◆ **YOUR GOAL**: Go through the entries below and collect each line with the string "shirt" in it.

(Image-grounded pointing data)
........
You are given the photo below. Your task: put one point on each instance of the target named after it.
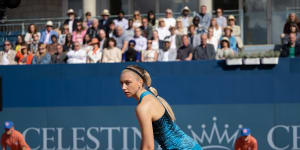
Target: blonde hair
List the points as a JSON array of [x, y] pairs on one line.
[[144, 74]]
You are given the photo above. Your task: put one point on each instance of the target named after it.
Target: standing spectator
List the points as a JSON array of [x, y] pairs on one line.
[[8, 56], [221, 20], [225, 49], [204, 51], [46, 35], [246, 141], [52, 48], [79, 33], [291, 19], [71, 21], [292, 49], [29, 35], [121, 21], [94, 55], [76, 56], [185, 52], [137, 19], [167, 54], [204, 18], [12, 138], [92, 31], [111, 54], [169, 19], [131, 55], [149, 55], [194, 38], [185, 17], [121, 39], [60, 56], [42, 57]]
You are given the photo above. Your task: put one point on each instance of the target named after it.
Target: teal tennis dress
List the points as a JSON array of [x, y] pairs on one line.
[[168, 134]]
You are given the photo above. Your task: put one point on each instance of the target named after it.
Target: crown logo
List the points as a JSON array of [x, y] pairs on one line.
[[215, 134]]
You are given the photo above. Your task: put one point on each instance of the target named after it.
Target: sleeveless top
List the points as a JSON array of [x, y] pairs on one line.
[[168, 134]]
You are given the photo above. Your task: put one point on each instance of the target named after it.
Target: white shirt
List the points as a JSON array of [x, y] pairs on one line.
[[76, 57]]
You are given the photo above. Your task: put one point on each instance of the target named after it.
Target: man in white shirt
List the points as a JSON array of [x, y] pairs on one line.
[[76, 56]]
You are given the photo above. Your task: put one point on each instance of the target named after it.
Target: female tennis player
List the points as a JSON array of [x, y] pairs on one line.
[[154, 114]]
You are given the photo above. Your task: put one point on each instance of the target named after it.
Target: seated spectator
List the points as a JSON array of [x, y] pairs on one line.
[[29, 35], [121, 21], [146, 29], [121, 39], [131, 55], [60, 56], [292, 19], [94, 55], [194, 38], [52, 48], [221, 20], [79, 33], [46, 35], [167, 54], [111, 54], [292, 49], [185, 52], [204, 51], [42, 57], [141, 42], [76, 56], [185, 17], [149, 55], [8, 55], [24, 56], [225, 50]]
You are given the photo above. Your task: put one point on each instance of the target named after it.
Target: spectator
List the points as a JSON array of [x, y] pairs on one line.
[[29, 35], [131, 55], [221, 20], [137, 19], [292, 19], [212, 39], [69, 43], [79, 33], [149, 55], [111, 54], [151, 18], [225, 50], [169, 19], [141, 42], [42, 57], [185, 52], [60, 56], [204, 18], [8, 56], [94, 55], [121, 39], [204, 51], [186, 19], [246, 141], [46, 35], [76, 56], [12, 138], [194, 38], [121, 21], [146, 28], [180, 29], [35, 44], [92, 31], [167, 54], [292, 49], [71, 21]]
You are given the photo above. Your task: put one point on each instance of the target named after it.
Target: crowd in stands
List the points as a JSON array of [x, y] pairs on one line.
[[138, 39]]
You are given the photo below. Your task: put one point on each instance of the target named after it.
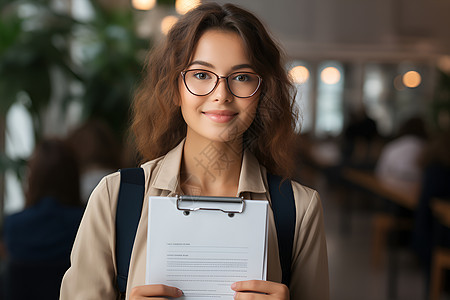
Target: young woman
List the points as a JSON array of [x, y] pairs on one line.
[[213, 115]]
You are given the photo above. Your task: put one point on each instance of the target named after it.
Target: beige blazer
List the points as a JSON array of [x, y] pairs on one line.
[[93, 263]]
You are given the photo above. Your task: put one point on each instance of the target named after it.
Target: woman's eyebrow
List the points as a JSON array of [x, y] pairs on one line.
[[207, 64], [201, 62]]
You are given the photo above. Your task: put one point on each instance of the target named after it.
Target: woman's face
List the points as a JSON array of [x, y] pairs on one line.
[[218, 116]]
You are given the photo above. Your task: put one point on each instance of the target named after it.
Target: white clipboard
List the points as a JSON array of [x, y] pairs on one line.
[[202, 245]]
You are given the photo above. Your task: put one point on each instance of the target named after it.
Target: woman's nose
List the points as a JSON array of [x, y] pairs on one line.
[[222, 92]]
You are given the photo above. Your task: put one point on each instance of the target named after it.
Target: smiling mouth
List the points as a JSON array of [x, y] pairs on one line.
[[220, 116]]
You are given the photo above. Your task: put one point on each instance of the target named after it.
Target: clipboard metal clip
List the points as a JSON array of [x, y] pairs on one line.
........
◆ **RESULT BELOW**:
Target: white shirt
Target: man in white shirt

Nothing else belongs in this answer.